> [Gestellte Aufgaben]
a – Prüfen Sie, ob die folgenden Aussagen mit dem Textauszug übereinstimmen, und belegen Sie jede Antwort (Ja oder Nein) mit dem wörtlichen Zitat der entscheidenden Stelle: (i) Die Olympischen Spiele in Tokio wurden von 2020 auf das Folgejahr verschoben. (ii) Die U21-WM sollte in Südafrika ausgetragen werden. (iii) Die Absage der U21-WM kam für das Team mit langem Vorlauf.
b – Wie heißen laut dem Textauszug die beiden Mannschaftskapitäninnen des Teams?
c – Übertragen Sie aus dem Textauszug wortgetreu den Abschnitt, der mit „Es ist wieder Corona, es“ beginnt und bis einschließlich „auf gepackten Koffern.“ reicht.

── Textauszug ──

Es ist wieder Corona, es ist wieder ein Verschieben – und doch ist so vieles anderes bei der Absage der Juniorinnen-Weltmeisterschaft im Vergleich zum coronabedingten Verlegen der Olympischen Spiele in Tokio vom Jahr 2020 auf das Folgejahr. Gab es um Tokio viel Vorlauf, ein langes Warten auf die einzig logische Konsequenz, erreichte das Team um die beiden Mannschaftskapitäninnen Lisa Nolte und Lilly Stoffelsma die Nachricht von der Absage der U21-WM im südafrikanischen Potchefstroom im wahrsten Sinne des Wortes auf gepackten Koffern.

───
── Datensätze ──

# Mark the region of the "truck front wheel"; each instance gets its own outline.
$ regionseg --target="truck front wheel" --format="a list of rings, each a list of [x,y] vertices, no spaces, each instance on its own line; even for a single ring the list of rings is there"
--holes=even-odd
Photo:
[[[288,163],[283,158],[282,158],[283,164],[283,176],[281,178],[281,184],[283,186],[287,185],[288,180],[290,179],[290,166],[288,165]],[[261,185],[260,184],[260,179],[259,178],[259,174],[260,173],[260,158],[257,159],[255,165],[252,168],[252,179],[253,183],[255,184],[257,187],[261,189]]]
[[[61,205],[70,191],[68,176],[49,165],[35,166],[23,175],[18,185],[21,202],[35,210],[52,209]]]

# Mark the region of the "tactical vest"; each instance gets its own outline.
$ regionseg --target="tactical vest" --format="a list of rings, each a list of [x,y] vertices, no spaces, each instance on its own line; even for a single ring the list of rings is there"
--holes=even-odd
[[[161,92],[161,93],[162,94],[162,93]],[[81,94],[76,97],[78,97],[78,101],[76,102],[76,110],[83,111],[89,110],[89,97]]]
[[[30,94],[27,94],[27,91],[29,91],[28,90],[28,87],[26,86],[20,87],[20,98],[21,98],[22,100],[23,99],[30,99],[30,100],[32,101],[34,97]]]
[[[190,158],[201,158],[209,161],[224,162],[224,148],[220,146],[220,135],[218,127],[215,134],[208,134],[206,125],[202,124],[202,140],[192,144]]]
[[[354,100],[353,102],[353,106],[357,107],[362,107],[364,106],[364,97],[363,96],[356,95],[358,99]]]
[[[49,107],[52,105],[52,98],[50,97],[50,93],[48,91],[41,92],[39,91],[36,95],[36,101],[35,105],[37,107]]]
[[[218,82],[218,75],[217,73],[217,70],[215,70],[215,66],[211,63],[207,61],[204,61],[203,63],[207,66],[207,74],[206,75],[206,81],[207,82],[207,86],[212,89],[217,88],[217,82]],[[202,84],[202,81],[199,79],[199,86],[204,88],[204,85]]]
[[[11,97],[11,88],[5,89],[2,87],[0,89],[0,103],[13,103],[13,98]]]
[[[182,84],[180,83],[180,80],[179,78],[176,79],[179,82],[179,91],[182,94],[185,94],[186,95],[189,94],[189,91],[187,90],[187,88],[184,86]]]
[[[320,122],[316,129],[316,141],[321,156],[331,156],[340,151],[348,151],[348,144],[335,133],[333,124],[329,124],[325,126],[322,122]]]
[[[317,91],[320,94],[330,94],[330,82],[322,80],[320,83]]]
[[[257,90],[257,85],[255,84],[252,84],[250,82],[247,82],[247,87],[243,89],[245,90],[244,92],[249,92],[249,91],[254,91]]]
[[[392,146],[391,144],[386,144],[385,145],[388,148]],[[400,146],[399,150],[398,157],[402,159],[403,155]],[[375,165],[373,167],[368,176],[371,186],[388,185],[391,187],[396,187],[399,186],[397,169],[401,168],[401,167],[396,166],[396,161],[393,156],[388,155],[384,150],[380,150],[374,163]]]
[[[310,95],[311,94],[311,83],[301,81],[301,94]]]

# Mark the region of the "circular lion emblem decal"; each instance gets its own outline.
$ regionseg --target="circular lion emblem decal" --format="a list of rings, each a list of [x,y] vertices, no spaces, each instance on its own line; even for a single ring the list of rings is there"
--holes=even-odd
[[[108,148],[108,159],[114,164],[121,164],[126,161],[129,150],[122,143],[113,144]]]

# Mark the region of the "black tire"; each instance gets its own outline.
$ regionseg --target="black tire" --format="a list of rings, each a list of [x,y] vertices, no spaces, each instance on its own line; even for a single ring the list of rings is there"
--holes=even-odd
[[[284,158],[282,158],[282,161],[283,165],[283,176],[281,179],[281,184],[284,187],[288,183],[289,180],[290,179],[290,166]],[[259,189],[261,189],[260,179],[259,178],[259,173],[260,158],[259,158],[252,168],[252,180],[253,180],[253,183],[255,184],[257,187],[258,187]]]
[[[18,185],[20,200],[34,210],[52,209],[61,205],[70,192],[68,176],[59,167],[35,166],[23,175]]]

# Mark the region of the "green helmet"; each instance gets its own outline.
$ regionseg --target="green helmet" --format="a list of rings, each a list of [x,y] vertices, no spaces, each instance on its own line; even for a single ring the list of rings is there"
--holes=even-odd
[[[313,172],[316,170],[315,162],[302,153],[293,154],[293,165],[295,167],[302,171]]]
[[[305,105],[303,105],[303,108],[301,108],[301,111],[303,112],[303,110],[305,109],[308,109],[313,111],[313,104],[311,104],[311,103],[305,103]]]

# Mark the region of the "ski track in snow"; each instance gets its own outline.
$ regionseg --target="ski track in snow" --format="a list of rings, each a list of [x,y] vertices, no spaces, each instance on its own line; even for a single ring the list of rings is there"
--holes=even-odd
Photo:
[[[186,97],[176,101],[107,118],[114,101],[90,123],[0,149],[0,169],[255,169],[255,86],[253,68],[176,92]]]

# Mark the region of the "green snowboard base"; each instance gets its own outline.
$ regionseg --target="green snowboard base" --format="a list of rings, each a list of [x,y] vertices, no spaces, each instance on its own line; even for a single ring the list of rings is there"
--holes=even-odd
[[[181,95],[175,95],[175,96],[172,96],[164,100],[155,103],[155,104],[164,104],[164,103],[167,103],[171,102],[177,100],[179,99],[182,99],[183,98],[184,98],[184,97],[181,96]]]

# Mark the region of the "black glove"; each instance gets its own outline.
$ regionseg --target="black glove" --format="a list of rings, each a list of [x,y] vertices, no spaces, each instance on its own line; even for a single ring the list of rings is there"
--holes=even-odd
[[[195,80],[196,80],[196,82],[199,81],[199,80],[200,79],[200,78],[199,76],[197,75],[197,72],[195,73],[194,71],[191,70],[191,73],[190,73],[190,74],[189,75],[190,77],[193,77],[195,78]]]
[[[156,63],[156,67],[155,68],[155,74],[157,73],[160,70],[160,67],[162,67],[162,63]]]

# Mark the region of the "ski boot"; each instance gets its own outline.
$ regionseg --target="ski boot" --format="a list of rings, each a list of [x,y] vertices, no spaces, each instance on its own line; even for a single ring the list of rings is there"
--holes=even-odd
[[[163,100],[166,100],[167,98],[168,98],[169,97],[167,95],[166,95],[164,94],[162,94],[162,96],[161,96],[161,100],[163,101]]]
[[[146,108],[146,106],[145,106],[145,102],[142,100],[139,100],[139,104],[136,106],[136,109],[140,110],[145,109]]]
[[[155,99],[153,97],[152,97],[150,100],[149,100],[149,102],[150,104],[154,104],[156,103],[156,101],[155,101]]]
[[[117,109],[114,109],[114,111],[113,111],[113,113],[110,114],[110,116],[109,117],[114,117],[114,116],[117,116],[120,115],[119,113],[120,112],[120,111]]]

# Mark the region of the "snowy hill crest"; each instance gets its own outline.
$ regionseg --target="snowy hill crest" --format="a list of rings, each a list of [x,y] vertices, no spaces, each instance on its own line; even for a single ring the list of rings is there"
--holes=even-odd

───

> [Lösungen je Aufgabe]
a –
(i) Ja – „coronabedingten Verlegen der Olympischen Spiele in Tokio vom Jahr 2020 auf das Folgejahr“
(ii) Ja – „der U21-WM im südafrikanischen Potchefstroom“
(iii) Nein – „im wahrsten Sinne des Wortes auf gepackten Koffern“

b – Lisa Nolte und Lilly Stoffelsma.

c –
Es ist wieder Corona, es ist wieder ein Verschieben – und doch ist so vieles anderes bei der Absage der Juniorinnen-Weltmeisterschaft im Vergleich zum coronabedingten Verlegen der Olympischen Spiele in Tokio vom Jahr 2020 auf das Folgejahr. Gab es um Tokio viel Vorlauf, ein langes Warten auf die einzig logische Konsequenz, erreichte das Team um die beiden Mannschaftskapitäninnen Lisa Nolte und Lilly Stoffelsma die Nachricht von der Absage der U21-WM im südafrikanischen Potchefstroom im wahrsten Sinne des Wortes auf gepackten Koffern.